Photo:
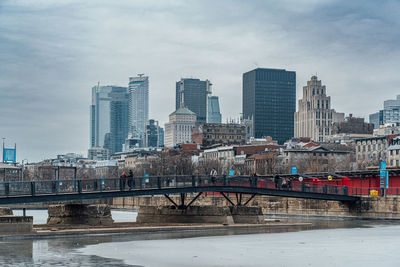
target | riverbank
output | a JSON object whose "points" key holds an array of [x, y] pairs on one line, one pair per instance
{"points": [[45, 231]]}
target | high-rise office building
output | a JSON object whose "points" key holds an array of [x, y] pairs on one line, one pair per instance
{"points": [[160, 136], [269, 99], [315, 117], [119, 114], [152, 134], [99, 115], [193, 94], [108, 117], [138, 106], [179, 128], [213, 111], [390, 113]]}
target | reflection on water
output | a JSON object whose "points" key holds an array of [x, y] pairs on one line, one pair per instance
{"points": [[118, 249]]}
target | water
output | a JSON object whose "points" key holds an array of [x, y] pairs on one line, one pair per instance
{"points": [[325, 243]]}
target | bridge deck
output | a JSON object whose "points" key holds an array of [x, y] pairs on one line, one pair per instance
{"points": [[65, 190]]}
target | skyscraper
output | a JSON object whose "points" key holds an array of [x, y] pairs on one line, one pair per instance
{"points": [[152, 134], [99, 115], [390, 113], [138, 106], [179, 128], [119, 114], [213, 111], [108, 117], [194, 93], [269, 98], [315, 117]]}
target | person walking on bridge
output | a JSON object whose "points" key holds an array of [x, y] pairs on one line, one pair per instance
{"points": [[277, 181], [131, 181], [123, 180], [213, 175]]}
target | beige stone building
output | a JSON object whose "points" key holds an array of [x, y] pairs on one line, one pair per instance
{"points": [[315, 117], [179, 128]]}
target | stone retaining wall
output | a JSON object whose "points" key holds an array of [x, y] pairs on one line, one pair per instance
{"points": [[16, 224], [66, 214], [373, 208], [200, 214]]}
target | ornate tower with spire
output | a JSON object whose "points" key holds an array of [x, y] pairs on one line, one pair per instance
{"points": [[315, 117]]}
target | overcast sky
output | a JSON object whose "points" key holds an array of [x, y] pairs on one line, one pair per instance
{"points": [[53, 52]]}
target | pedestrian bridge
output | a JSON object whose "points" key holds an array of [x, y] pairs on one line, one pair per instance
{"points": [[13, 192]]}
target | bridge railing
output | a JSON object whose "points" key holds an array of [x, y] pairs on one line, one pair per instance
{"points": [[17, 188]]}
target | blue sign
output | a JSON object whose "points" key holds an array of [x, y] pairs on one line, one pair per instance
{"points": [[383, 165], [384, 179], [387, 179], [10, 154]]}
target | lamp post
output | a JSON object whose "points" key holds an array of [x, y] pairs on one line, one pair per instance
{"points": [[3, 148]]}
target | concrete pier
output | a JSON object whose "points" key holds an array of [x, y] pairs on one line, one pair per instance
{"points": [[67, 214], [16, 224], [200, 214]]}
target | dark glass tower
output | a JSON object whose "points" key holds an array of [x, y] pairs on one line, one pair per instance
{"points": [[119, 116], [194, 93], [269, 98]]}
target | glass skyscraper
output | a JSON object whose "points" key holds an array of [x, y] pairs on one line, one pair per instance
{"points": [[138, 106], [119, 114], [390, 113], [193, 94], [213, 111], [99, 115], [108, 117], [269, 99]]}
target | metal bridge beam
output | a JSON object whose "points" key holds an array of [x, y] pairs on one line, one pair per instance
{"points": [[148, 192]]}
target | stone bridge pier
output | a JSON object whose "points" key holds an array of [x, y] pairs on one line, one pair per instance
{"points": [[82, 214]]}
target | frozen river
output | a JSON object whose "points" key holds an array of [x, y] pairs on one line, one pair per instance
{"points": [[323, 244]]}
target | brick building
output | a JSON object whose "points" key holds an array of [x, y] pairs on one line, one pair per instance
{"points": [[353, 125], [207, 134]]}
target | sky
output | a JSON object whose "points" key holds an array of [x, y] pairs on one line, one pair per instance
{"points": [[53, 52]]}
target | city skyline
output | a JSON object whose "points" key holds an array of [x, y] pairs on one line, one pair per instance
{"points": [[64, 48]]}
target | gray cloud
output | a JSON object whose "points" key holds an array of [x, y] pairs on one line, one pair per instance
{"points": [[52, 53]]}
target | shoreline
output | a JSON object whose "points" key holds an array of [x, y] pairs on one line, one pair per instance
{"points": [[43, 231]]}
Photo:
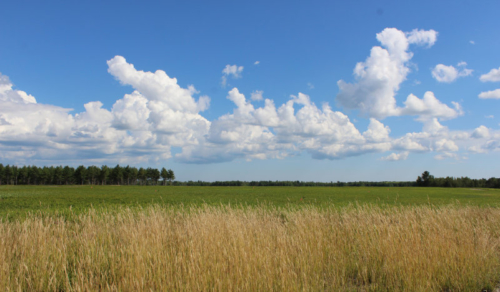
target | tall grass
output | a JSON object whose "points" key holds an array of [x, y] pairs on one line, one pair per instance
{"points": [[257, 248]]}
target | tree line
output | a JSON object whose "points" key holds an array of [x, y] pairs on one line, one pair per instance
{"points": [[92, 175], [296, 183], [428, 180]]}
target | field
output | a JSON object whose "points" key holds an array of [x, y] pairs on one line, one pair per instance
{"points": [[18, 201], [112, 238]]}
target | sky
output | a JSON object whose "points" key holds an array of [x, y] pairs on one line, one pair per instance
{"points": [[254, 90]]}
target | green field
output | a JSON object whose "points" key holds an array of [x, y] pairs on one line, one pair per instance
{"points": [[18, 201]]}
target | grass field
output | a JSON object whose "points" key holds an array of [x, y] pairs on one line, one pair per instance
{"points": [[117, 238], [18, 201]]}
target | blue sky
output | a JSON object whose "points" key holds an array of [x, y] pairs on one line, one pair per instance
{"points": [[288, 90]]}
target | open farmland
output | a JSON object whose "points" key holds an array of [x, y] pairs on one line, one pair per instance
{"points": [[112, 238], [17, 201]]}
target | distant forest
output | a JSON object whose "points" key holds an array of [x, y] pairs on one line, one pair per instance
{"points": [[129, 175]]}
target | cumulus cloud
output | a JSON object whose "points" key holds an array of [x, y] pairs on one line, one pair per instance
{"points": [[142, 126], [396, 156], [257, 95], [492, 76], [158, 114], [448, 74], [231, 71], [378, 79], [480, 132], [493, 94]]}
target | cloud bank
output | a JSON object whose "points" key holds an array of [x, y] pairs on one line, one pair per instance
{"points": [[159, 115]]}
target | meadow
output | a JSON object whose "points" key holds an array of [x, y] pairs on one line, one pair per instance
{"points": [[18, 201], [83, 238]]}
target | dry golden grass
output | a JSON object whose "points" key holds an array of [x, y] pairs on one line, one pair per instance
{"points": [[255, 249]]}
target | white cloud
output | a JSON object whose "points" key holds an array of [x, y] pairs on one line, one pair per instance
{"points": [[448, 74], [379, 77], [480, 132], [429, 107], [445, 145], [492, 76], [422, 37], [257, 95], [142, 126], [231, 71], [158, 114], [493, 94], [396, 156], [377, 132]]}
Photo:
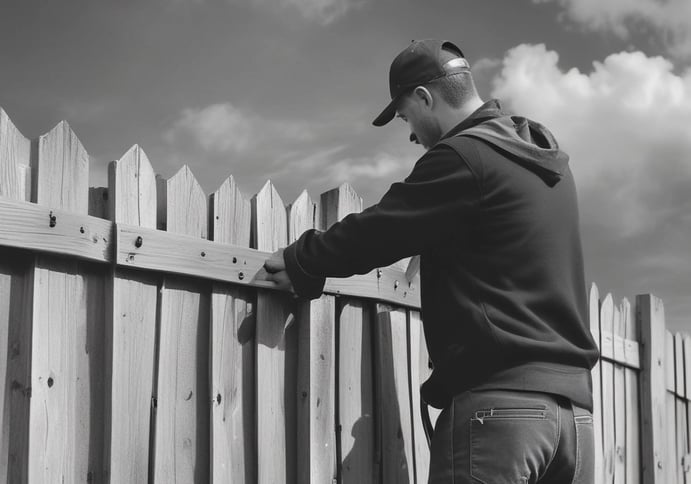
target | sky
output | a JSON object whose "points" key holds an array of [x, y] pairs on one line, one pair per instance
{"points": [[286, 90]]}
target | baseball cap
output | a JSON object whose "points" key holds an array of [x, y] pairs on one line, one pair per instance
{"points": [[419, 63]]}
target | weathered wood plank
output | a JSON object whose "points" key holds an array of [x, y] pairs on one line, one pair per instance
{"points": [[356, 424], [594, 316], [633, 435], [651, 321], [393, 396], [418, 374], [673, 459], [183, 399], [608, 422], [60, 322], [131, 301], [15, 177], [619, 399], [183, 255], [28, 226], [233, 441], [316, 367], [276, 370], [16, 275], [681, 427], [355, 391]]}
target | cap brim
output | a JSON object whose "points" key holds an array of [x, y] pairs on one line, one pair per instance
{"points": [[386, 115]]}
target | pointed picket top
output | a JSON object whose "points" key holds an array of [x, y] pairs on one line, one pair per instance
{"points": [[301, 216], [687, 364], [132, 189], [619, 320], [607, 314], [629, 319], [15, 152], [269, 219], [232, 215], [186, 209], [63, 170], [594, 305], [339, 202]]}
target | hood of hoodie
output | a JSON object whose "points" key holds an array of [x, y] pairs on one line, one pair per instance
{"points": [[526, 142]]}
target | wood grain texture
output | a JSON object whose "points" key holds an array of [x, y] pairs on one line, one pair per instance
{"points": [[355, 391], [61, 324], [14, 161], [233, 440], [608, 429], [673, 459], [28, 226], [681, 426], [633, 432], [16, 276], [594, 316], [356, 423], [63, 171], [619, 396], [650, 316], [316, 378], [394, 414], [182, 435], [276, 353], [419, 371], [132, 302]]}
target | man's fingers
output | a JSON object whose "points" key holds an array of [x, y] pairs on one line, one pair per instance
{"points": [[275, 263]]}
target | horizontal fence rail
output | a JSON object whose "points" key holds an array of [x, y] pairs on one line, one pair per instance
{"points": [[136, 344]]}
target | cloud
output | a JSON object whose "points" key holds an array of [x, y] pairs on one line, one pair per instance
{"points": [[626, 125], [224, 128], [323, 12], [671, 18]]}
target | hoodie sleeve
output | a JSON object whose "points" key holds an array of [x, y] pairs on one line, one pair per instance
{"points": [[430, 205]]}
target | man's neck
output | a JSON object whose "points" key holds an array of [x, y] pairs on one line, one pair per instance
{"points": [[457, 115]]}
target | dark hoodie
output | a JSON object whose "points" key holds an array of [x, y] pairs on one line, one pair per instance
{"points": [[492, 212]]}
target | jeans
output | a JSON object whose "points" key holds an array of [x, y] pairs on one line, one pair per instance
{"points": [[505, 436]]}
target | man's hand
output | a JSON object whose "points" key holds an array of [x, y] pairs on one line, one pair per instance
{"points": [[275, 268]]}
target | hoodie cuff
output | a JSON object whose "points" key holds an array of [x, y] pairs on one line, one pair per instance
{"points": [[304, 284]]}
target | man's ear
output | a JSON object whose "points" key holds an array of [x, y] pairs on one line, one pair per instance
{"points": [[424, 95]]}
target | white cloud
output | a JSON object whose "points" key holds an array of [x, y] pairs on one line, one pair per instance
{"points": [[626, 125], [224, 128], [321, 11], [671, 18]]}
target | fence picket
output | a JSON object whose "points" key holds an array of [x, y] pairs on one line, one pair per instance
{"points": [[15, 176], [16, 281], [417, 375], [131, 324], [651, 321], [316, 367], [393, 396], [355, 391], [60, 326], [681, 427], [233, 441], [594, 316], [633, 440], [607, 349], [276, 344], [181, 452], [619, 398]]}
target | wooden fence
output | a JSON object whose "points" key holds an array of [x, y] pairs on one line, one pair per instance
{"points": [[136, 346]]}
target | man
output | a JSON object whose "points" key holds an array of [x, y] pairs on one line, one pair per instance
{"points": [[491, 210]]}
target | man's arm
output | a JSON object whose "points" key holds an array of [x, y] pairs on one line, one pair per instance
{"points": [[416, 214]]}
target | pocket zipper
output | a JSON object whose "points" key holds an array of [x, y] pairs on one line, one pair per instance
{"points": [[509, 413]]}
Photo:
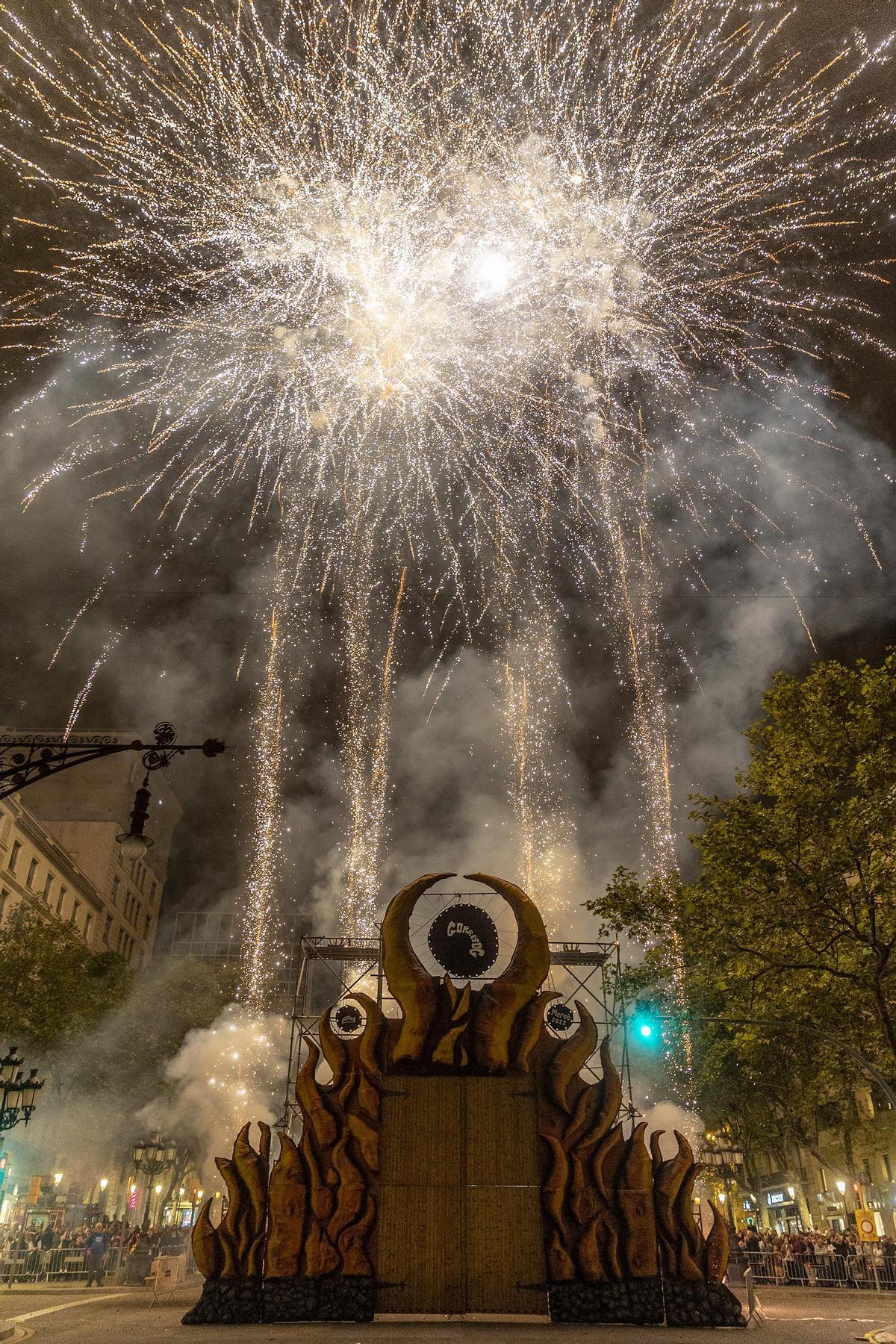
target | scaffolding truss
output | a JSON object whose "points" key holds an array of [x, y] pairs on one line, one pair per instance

═══

**Requirement**: Only the lines from the one that holds "target | wooden fence" through the end of the records above should be printed again, exactly as they are. Leave out the pictures.

**Full solution**:
target | wooden fence
output | a JSON object whose "points" key holds an array of [x, y] pairs on one line, one pair per instance
{"points": [[136, 346]]}
target | man
output | a JSON object whose "points" key holds an array of [x, y] pairs on one line, one pair per instance
{"points": [[491, 210]]}
target | man's arm
output | a JSON object whose "points" key holds an array of [x, y] pairs on one line, one pair per instance
{"points": [[416, 214]]}
target | pocket zipper
output | a JSON object whose "points" key holds an array of [x, y] pairs on one line, one pair per instance
{"points": [[509, 413]]}
Photo:
target | scaffolding truss
output | a JSON object whose "points" key holds an array of [x, y] pairs on one line, one pair per instance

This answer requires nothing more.